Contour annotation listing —
** BEGIN **
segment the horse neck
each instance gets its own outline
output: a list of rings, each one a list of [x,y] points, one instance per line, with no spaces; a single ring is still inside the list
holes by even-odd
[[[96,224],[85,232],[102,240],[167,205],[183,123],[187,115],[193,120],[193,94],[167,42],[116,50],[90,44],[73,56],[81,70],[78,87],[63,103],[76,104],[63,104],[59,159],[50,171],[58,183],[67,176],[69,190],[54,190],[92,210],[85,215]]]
** END **
SHORT TASK —
Transcribe the listing above line for line, keeping every character unchanged.

WRITTEN ANSWER —
segment the horse neck
each instance gets its own outline
output: a list of rings, each one a list of [x,y] points, one instance per line, with no spaces; a single ring is still inside the list
holes by even-odd
[[[96,224],[85,232],[102,240],[167,205],[183,123],[187,115],[193,120],[193,94],[167,42],[116,50],[90,44],[73,56],[81,70],[78,87],[63,103],[76,104],[63,104],[59,159],[50,171],[58,183],[67,176],[69,190],[54,190],[92,210],[85,215]]]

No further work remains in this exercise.